**INSTRUCTIONS TO FOLLOW:** Retype the listing below, keeping every line the same.

**GIVEN RECORDS:**
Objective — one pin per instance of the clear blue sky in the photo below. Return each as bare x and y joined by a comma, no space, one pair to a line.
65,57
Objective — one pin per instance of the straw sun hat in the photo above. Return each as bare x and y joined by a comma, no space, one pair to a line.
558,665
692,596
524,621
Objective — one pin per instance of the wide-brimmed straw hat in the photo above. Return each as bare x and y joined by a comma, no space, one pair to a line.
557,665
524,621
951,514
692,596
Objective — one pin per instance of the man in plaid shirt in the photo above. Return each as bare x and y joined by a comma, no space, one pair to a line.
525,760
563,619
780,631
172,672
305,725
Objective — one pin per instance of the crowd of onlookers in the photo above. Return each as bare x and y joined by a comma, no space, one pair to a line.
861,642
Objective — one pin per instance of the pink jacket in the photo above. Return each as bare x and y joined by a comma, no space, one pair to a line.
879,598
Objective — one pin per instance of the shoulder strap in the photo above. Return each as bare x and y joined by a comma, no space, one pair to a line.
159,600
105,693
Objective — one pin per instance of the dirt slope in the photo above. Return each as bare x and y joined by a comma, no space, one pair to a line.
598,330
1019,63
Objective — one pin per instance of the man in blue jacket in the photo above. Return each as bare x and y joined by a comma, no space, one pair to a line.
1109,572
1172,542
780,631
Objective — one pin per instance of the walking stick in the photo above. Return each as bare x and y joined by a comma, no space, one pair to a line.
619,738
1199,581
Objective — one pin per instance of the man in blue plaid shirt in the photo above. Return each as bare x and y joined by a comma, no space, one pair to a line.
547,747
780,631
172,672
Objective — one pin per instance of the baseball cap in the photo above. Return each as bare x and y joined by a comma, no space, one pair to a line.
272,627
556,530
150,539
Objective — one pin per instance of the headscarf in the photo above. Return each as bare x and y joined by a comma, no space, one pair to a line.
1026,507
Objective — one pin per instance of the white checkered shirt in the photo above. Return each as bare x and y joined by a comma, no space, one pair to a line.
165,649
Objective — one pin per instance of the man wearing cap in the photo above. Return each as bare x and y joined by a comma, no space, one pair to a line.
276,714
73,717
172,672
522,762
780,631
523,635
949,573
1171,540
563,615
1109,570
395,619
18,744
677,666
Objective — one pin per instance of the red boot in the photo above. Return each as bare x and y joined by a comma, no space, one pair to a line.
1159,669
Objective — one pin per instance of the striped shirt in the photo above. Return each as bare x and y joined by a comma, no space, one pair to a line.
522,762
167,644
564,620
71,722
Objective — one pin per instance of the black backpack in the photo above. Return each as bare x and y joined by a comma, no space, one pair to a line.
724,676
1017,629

**RESULT OF THE EXERCISE:**
Objective — one pin per instance of the clear blue sky in the photo below. Return each as bare x and y joined by a comma, no space, one pair to a line.
65,57
Objective — one pin per instance of the straw sun hat in the photo above. Return each as bare x and y joined by a comma, no space, one pair to a line.
558,665
692,596
524,621
Objective — one pin per instance of the wide-brimmed straw hat in the photo above. Return each as bare x and y joined by a comma, no space, one pair to a line.
557,665
524,621
951,514
692,596
Objective — one pin per instance of the man in plaid shirt in the photo above. Return each as bare x and y joined by a comma, no space, one pair to a line.
525,760
563,619
780,631
172,672
305,725
Objective — one pin per instance of the crowd of onlookers in the photo above. Return each as bare x and y joined by a comma, no space, one pair to a line.
861,642
Objective — one pin per instance of the pink jacket in the photo above. Return each as bare x and y joined by a comma, no space, one pair to a line.
879,598
Objective — one pin per instance of the shoulder strap in the photo above. Return each as bare x and y joined by a comma, no space, one pair to a line.
159,600
105,693
Objective — one pin per instance of the dirt slope in the photo above. Return each as bare x and y joined by a comma, no space, one pair to a line.
598,330
1019,63
Objective — one pin per instance of the man in blue jacket in the photo above. Return each as bare x and y joined by a comma, no space, one pair to a line.
1109,572
1172,542
780,631
Objective — one pin per instance of the walking stick in the photo above. Return each as bare x and y joined by a comma, no space, one pair to a line.
619,738
1199,581
Objective — one pin per instance of the man in blue plaid shirt in the photo above. Return each as bare x and y joined by a comma, no space, one pair to a line.
547,747
780,631
172,672
Objective — one pin per instance of the baseball cap in the photo above. Return each as bare x and y joined by a comma, no space, one pair to a line.
272,627
556,530
150,539
Objective — one pin per instance of the headscarf in the photo above. Return each as bare x and y joined by a comma, no space, one pair to a line.
1026,507
Objective — one pin per instance of the white checkered shirt in the photo above. Return each as bare x and y joined by a comma, no space, one pair to a line.
165,649
Objective — one pin per instance of the man wearing cap in the photo above. Return each as bare x and y joined by a comma, no space, one pair to a line.
276,714
73,717
172,672
522,762
780,631
523,635
949,573
1171,540
563,615
1109,570
395,619
18,744
677,666
Objective — one pin per instance of the red boot in the photo above. Return each as bare x and y joined by a comma, no space, one pair to a line.
1159,669
Objective — one pin per instance of the striped shirt in the photo above. Return each as bare x and y joined by a comma, no space, one pair to a line.
522,762
167,644
564,620
71,722
Objective — one pin per instance of the black backpack in the photo above. Return each as bare x and y joined by a comma, no space, one pair to a line.
724,676
1017,629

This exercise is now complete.